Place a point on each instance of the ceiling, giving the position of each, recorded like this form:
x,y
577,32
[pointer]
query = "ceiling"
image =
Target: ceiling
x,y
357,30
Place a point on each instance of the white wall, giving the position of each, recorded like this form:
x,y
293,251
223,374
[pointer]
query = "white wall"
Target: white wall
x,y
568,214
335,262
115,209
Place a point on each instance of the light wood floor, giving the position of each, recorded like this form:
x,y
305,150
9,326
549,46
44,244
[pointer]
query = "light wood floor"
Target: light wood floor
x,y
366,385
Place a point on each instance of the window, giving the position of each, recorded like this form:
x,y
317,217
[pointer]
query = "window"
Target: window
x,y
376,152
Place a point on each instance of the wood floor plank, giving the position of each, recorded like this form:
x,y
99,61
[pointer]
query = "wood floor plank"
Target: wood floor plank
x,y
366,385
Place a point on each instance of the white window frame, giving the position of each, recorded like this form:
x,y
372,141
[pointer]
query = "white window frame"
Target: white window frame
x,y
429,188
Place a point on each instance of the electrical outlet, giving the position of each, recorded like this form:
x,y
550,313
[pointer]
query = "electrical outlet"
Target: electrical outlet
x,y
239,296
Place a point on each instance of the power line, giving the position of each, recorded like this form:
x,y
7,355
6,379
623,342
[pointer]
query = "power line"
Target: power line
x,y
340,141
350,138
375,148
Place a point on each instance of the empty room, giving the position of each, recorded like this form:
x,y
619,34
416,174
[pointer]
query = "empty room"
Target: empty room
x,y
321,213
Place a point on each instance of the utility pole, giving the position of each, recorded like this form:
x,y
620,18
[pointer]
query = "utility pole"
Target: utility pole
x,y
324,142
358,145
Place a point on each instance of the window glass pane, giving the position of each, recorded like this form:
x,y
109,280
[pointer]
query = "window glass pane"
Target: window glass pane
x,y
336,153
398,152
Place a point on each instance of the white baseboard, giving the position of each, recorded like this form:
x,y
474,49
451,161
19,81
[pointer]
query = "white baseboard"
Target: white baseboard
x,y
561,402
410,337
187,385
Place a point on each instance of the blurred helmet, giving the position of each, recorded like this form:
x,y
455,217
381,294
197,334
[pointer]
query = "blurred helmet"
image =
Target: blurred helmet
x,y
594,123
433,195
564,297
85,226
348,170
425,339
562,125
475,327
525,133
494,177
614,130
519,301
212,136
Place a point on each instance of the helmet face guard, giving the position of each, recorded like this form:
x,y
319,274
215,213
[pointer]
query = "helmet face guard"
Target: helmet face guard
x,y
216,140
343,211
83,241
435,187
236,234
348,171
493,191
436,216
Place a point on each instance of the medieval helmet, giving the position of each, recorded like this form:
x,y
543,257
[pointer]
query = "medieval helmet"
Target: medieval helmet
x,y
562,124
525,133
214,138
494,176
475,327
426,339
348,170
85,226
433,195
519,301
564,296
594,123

────────────────────

__WHAT YOU NEED TO DO__.
Transcribe every record above exactly as it appears.

__IN RESPONSE__.
Place a point on each instance of the ceiling, giving the position of each, recorded like this form:
x,y
577,32
[pointer]
query = "ceiling"
image =
Target: ceiling
x,y
357,30
Place a point on each instance of the white wall, giving the position of each, recorded like this form:
x,y
293,251
223,374
[pointer]
query = "white wall"
Target: white wall
x,y
568,214
335,262
115,209
Place a point on each instance of the light wood floor, giving the position of each, recorded like this form:
x,y
305,150
9,326
549,46
44,244
[pointer]
query = "light wood floor"
Target: light wood floor
x,y
366,385
Place a point on each instance of the window, giving the position of each, recorded like this form:
x,y
317,217
[pointer]
query = "window"
Target: window
x,y
376,152
Place a point on each instance of the wood floor plank, giving the position of each, recorded like this form:
x,y
99,61
[pointer]
query = "wood floor plank"
Target: wood floor plank
x,y
366,385
Place a point on each instance of the white window frame, giving the position of each, recorded like this form:
x,y
372,141
[pointer]
query = "white window frame"
Target: white window frame
x,y
429,188
Place a point on each instance of the electrical outlet, giving the position of each, recorded like this form:
x,y
550,313
[pointer]
query = "electrical outlet"
Target: electrical outlet
x,y
239,296
Place a point on each instance of the power line, giving the position of each, recorded like this form:
x,y
7,355
6,379
623,342
[pointer]
query = "power line"
Target: power line
x,y
340,141
350,138
375,148
Place a point on each instance of the empty room, giving the position of each, recorded like this form:
x,y
619,34
416,174
[pointer]
query = "empty room"
Target: empty room
x,y
321,213
Place a point on each instance of the utility pole, giving the position of each, recorded like this form:
x,y
620,18
[pointer]
query = "utility pole"
Target: utility pole
x,y
324,142
358,145
Place a point on each instance of the window glass pane, giving the position of each, recorded like this form:
x,y
109,280
[pointer]
query = "window glass pane"
Target: window glass pane
x,y
336,153
398,152
Place a point on each instance of the white baseboard, giving the position of each, recorded like this form:
x,y
474,49
451,161
19,81
[pointer]
query = "white baseboard"
Target: white baseboard
x,y
561,402
410,337
187,385
Place a point on each instance of the blurred helmet, giving the position of each, recorded like this form:
x,y
455,217
381,294
197,334
[pointer]
query = "blurred helmet"
image =
Target: blurred helmet
x,y
594,123
433,195
564,297
85,226
348,170
425,339
562,125
475,327
525,133
494,177
614,130
519,301
212,136
Place a point on each instance of the helmet face guard, giving the position of each, recorded like this form:
x,y
319,274
215,213
[pointer]
query = "helmet face guard"
Target: helmet face guard
x,y
216,140
343,211
83,241
435,187
236,234
348,171
493,191
436,216
Place a point on each instance of the medieval helmet, giving the position of each, recorded like this form:
x,y
543,257
[pointer]
query = "medieval helmet"
Target: medieval helmet
x,y
562,124
525,133
214,138
494,176
475,327
426,339
348,170
85,226
433,195
519,301
564,296
594,123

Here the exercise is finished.